(Records from a data collection)
● ● ● ● ●

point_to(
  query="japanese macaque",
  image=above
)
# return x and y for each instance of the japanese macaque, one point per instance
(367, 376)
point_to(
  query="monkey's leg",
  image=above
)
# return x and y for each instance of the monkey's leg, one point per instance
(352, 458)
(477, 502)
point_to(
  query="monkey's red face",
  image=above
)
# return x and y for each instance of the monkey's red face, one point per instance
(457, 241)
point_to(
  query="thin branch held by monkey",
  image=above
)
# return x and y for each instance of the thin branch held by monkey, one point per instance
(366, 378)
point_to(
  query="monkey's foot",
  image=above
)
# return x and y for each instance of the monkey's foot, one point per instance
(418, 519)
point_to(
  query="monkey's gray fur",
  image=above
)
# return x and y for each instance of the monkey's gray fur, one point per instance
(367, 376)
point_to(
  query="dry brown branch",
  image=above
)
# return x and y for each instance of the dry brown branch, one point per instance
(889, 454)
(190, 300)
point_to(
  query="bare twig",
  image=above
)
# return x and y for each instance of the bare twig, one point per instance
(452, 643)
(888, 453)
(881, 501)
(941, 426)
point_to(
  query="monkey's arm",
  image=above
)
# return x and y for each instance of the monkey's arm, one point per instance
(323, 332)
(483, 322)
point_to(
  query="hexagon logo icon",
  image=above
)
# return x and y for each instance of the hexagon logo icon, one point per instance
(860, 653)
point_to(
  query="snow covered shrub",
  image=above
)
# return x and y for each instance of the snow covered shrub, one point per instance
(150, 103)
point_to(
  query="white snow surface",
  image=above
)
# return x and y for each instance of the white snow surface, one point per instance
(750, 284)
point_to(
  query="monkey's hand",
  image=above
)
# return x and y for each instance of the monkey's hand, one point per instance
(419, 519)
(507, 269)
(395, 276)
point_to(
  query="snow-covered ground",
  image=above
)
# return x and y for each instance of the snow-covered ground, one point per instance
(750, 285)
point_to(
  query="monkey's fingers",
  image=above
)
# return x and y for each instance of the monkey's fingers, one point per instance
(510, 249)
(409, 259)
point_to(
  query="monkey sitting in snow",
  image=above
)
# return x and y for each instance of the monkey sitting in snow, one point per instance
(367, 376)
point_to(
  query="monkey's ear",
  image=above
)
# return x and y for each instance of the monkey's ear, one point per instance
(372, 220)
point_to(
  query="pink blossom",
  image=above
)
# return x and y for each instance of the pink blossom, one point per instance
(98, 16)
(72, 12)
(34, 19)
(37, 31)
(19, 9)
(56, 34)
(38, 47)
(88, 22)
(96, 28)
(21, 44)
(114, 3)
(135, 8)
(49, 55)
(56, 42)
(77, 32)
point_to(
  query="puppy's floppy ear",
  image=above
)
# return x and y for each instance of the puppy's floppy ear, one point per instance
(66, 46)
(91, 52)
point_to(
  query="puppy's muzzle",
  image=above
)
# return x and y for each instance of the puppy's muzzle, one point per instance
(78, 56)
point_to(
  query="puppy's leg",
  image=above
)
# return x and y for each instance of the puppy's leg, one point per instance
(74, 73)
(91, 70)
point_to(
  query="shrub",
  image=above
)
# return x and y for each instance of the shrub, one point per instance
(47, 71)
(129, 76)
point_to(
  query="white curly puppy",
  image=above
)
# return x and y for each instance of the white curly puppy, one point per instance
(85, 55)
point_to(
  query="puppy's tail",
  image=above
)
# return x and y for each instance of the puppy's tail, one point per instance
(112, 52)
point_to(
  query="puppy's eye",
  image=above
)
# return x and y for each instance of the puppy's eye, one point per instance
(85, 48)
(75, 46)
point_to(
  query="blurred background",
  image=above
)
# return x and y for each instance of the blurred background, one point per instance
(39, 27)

● ● ● ● ●

**EXERCISE AIM:**
Which lines above contain the string "logo"? Pull out each one and copy it unchanged.

**OUTPUT FOR THIS EXERCISE:**
  query="hexagon logo icon",
# return x and y for each instance of the hexagon logo icon, one point per instance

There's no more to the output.